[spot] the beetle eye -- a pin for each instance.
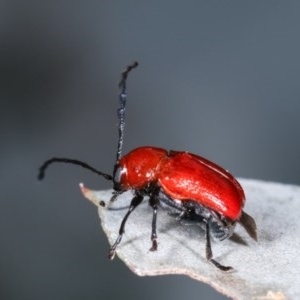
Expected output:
(117, 174)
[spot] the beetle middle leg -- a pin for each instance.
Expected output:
(209, 253)
(136, 200)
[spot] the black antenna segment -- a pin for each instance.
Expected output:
(121, 116)
(121, 110)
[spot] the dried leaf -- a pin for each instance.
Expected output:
(267, 269)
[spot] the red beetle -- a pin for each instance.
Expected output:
(190, 187)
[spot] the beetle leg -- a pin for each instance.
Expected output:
(136, 200)
(209, 253)
(153, 202)
(249, 224)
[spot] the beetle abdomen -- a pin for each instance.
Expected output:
(187, 176)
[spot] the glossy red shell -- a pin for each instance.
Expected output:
(184, 176)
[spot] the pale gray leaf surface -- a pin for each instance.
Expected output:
(267, 269)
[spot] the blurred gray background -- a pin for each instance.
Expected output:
(218, 78)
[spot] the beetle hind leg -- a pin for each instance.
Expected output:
(134, 203)
(209, 254)
(153, 201)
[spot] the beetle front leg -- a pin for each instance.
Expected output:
(153, 202)
(134, 203)
(209, 254)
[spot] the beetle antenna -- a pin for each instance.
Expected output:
(121, 110)
(48, 162)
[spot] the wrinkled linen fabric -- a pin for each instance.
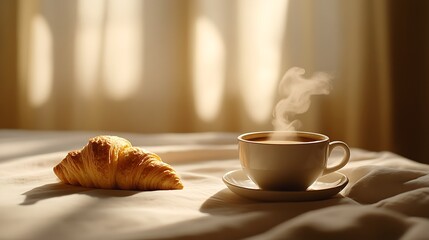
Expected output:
(387, 196)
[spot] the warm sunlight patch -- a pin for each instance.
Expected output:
(122, 59)
(40, 62)
(209, 68)
(261, 28)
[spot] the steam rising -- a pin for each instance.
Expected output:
(296, 92)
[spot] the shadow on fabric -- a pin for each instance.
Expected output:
(54, 190)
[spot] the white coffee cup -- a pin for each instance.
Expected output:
(289, 160)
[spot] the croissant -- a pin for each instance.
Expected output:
(111, 162)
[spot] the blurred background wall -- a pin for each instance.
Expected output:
(214, 65)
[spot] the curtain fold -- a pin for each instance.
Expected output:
(170, 66)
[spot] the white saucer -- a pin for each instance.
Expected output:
(325, 187)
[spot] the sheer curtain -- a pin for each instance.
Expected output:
(215, 65)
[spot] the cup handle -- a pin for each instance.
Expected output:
(345, 159)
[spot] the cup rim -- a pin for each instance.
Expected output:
(241, 137)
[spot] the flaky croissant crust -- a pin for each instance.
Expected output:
(111, 162)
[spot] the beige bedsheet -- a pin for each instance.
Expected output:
(387, 196)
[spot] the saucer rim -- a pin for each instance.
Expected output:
(306, 195)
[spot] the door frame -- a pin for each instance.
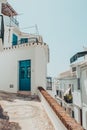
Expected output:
(19, 74)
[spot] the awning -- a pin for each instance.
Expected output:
(77, 55)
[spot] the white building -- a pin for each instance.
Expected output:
(23, 57)
(76, 80)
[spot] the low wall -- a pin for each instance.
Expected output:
(60, 119)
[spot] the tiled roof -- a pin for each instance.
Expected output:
(68, 122)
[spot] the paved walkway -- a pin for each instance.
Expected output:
(29, 114)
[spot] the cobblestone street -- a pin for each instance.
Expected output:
(29, 114)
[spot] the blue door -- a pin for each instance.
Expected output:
(25, 75)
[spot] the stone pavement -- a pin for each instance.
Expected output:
(29, 114)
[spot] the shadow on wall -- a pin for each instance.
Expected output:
(4, 122)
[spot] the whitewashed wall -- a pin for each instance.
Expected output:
(84, 110)
(9, 67)
(58, 125)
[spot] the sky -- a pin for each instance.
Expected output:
(62, 24)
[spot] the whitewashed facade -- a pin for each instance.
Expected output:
(76, 78)
(23, 57)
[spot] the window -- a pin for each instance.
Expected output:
(73, 69)
(73, 114)
(14, 39)
(78, 83)
(24, 40)
(72, 87)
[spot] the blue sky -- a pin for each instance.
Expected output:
(62, 23)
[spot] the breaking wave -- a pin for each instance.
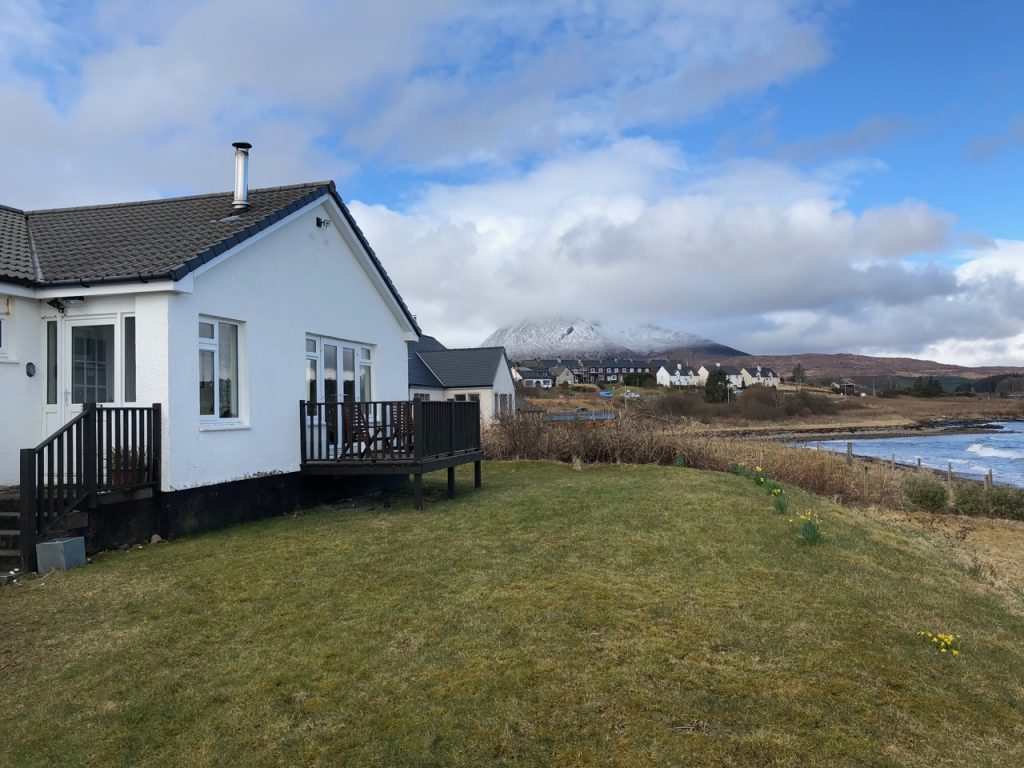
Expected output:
(992, 453)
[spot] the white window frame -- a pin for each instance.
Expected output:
(214, 420)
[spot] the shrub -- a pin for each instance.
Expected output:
(927, 494)
(1007, 503)
(971, 499)
(780, 503)
(943, 642)
(808, 528)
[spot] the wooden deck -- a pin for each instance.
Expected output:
(403, 437)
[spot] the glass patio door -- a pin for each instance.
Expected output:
(324, 422)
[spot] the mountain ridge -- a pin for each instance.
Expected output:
(574, 337)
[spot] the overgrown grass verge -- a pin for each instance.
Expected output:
(615, 615)
(639, 439)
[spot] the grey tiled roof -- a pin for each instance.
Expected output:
(465, 368)
(419, 374)
(15, 252)
(150, 240)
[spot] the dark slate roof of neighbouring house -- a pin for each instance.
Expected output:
(419, 374)
(148, 240)
(474, 367)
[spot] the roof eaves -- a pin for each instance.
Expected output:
(373, 256)
(208, 254)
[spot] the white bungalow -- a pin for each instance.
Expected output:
(177, 337)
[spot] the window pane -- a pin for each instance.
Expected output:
(92, 364)
(311, 381)
(227, 349)
(366, 392)
(129, 352)
(206, 382)
(348, 382)
(330, 373)
(51, 361)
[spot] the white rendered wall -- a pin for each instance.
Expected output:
(503, 385)
(297, 280)
(20, 396)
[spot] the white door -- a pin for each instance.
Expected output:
(88, 359)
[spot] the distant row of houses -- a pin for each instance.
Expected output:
(552, 373)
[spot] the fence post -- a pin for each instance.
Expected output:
(418, 436)
(157, 449)
(452, 407)
(28, 528)
(90, 466)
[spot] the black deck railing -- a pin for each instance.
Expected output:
(100, 451)
(397, 431)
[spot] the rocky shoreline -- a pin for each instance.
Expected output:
(952, 426)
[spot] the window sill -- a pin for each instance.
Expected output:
(229, 427)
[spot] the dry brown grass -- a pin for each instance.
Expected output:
(852, 413)
(634, 439)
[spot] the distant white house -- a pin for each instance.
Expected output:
(758, 375)
(677, 375)
(531, 378)
(734, 377)
(478, 374)
(562, 375)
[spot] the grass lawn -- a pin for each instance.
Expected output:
(614, 615)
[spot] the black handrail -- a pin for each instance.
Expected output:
(387, 430)
(99, 451)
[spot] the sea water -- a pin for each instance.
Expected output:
(971, 455)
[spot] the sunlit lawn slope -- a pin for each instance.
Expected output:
(615, 615)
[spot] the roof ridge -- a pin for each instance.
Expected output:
(460, 349)
(155, 201)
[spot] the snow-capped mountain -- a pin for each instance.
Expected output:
(565, 337)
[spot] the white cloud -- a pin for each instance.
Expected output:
(127, 97)
(757, 255)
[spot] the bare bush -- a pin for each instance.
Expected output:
(640, 439)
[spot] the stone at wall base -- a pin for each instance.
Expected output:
(60, 554)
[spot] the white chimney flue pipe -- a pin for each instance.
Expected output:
(241, 202)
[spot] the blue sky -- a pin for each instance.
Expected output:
(780, 176)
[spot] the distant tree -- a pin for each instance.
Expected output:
(930, 387)
(717, 388)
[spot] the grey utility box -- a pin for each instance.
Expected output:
(60, 554)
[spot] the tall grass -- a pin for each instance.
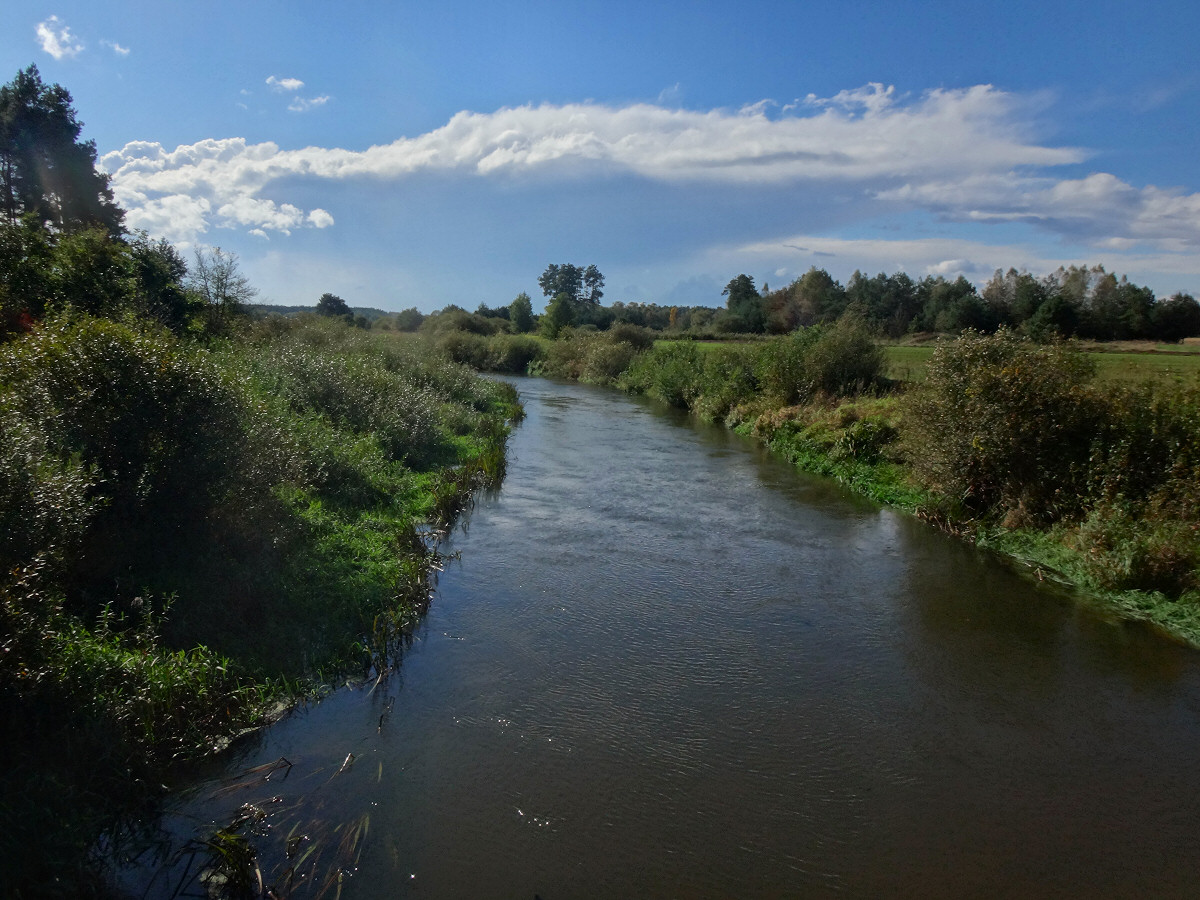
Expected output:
(185, 527)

* **GIVEN EXERCISE**: Generate a word-for-word copy of the preceding records, excluding all pictures.

* **EXERCISE SOLUTION**:
[spot] the beetle eye -- a pin for each instance.
Expected output:
(117, 174)
[spot] the beetle middle leg -- a pin for each instance.
Expected output:
(209, 253)
(136, 200)
[spot] the black antenna segment -- a pin for each instance.
Expected output:
(121, 116)
(121, 110)
[spot] the dried leaf -- a pin for each instance.
Expected output:
(267, 269)
[spot] the red beetle -- a pin for each instance.
Expected output:
(190, 187)
[spot] the beetle leg -- a pin for each instance.
Expected output:
(136, 200)
(209, 253)
(153, 202)
(249, 224)
[spot] the beetle abdomen -- a pin for each instance.
Expected output:
(187, 176)
[spot] the glossy red shell -- a pin for each instance.
Expected output:
(184, 176)
[spot] the pale gray leaf surface -- a pin for each instance.
Expected output:
(267, 269)
[spot] the blurred gray background -- a pin for each instance.
Expected output:
(218, 78)
[spot] the beetle hind leg -- a pin for each instance.
Expected output:
(134, 203)
(209, 254)
(153, 201)
[spot] the beetle front leg -- a pin for each instance.
Expected output:
(153, 202)
(134, 203)
(209, 254)
[spot] the beetle antenna -- a pin for each instance.
Expected output:
(121, 110)
(48, 162)
[spot] the wrinkled linen fabric -- a pin for each instance.
Expected output:
(387, 196)
[spot] the warm sunlight patch -- a pin for each instance.
Expected output:
(122, 59)
(40, 62)
(209, 68)
(261, 28)
[spot] the steam rising -- a pin for each instance.
Expected output:
(296, 92)
[spot] the shadow on fabric -- a pin for each instance.
Expected output:
(54, 190)
[spot] the white coffee cup -- a pin for each instance.
Expected output:
(289, 160)
[spot] the croissant -- a pin for each instance.
Expected output:
(111, 162)
[spot] the blurred background wall -- a pin for each instance.
Expected output:
(214, 65)
[spot] the curtain fold -- a pin for each instance.
Expected output:
(170, 66)
[spot] the white saucer -- a pin for each instance.
Expected output:
(325, 187)
[spot] the sheer curtain -- a pin for each instance.
Expected output:
(215, 65)
[spot] the cup handle -- a pin for each instance.
Expected output:
(345, 159)
[spot] the cup rim -- a pin for each instance.
Expected output:
(241, 137)
[spot] the flaky croissant crust -- a pin for each instance.
Expected output:
(111, 162)
[spot] the beige bedsheet -- a pin for each instance.
Expected output:
(387, 196)
[spot] the saucer rim -- a pin for each instance.
Expected output:
(306, 195)
[spot] the door frame -- a pin for each instance.
Expected output:
(19, 74)
[spot] the awning -- a pin for each instance.
Expected output:
(77, 55)
[spot] the white building -- a pin for each instance.
Expected output:
(23, 57)
(76, 80)
[spot] the low wall -- a pin for each instance.
Expected output:
(60, 119)
[spot] the tiled roof -- a pin for each instance.
Expected output:
(68, 122)
[spot] the paved walkway -- a pin for each instance.
Expected output:
(29, 114)
[spot] the cobblestone street -- a pin for each instance.
Expected output:
(29, 114)
[spot] the blue door -- a pin for each instance.
Expected output:
(25, 75)
[spot] the stone pavement -- a pin for each instance.
Expected output:
(29, 114)
[spot] the shadow on wall -- a pin for each instance.
Expected output:
(4, 122)
[spot] the whitewashed wall -- a pin for each instance.
Expected output:
(84, 110)
(9, 67)
(58, 125)
[spot] the sky -- a pin for each instance.
Expected output:
(62, 24)
[spot] the whitewashed facade -- a pin for each instance.
Expected output:
(76, 78)
(23, 57)
[spot] the window -- a pin for each instance.
Expected output:
(73, 69)
(73, 114)
(14, 39)
(78, 83)
(24, 40)
(72, 87)
[spot] the blue sky -- a pin for each instance.
Expected output:
(62, 23)
[spot] the breaking wave -- a pin for each instance.
Expected output:
(992, 453)
[spot] the white window frame -- a pin for each instance.
Expected output:
(214, 420)
[spot] the shrub -- a pin for each instance.
Expected output:
(927, 494)
(1007, 503)
(971, 499)
(780, 503)
(943, 642)
(808, 528)
[spot] the wooden deck -- a pin for each instance.
Expected output:
(403, 437)
[spot] the glass patio door -- a pin for each instance.
Expected output:
(324, 422)
[spot] the mountain ridge -- a pin for each instance.
Expected output:
(574, 337)
[spot] the overgrown grass verge -- a pin for each instance.
Expected output:
(615, 615)
(639, 439)
[spot] the grey tiled roof -- a pin for each instance.
Expected output:
(465, 368)
(419, 374)
(15, 252)
(150, 240)
[spot] the dark slate roof of neighbouring house -- a pin for each instance.
Expected output:
(419, 374)
(148, 240)
(474, 367)
[spot] the roof eaves -- a pin for each instance.
Expected output:
(373, 256)
(208, 254)
[spot] the white bungalow -- a pin for each instance.
Expected output:
(177, 337)
[spot] the window pane -- a pin for each instance.
Expected output:
(92, 364)
(311, 381)
(227, 349)
(366, 392)
(129, 352)
(206, 382)
(348, 382)
(330, 373)
(51, 361)
[spot] the white rendered wall -- a pin for each instance.
Expected output:
(503, 385)
(297, 280)
(20, 396)
[spot] the white door -- a pin for each instance.
Expected output:
(88, 359)
[spot] the distant row of houses -- a pin for each instance.
Expected output:
(552, 373)
[spot] the fence post -- a pin for each instance.
Expected output:
(418, 436)
(157, 449)
(452, 407)
(28, 528)
(90, 466)
[spot] the black deck railing -- a pin for each instance.
Expected output:
(100, 451)
(397, 431)
[spot] the rocky shoreline -- a pin for each instance.
Expected output:
(952, 426)
[spot] the window sill -- a pin for each instance.
Expected output:
(229, 427)
[spot] the dry brown grass -- a pin for each instance.
Expected output:
(852, 413)
(634, 439)
[spot] the distant white house -- a pin for each instance.
Expected output:
(758, 375)
(677, 375)
(531, 378)
(734, 377)
(478, 374)
(562, 375)
[spot] the grass lawn -- a pin for each instance.
Expected output:
(614, 615)
[spot] the black handrail -- a pin for each instance.
Expected output:
(387, 430)
(99, 451)
[spot] the sea water -- a pin for each instance.
Expected output:
(971, 455)
[spot] the sunlit lawn slope -- a pin for each instance.
Expected output:
(615, 615)
[spot] the roof ridge -- a pin for each instance.
Expected output:
(460, 349)
(155, 201)
[spot] the snow-capped mountain -- a pin for each instance.
Expected output:
(565, 337)
[spot] the white cloud -- a pin for each instance.
Expected output:
(127, 97)
(757, 255)
[spot] the bare bush -- a pin for each instance.
Expected output:
(640, 439)
[spot] the stone at wall base -- a pin for each instance.
Expected output:
(60, 554)
[spot] the white chimney flue pipe -- a pin for each instance.
Expected output:
(241, 202)
[spot] the blue sky -- a pin for each instance.
Expected output:
(780, 176)
[spot] the distant tree -- a pin for each instance.
Expected output:
(930, 387)
(717, 388)
[spot] the grey utility box -- a pin for each instance.
Expected output:
(60, 554)
[spot] the tall grass -- a pin for each instance.
Expected output:
(185, 527)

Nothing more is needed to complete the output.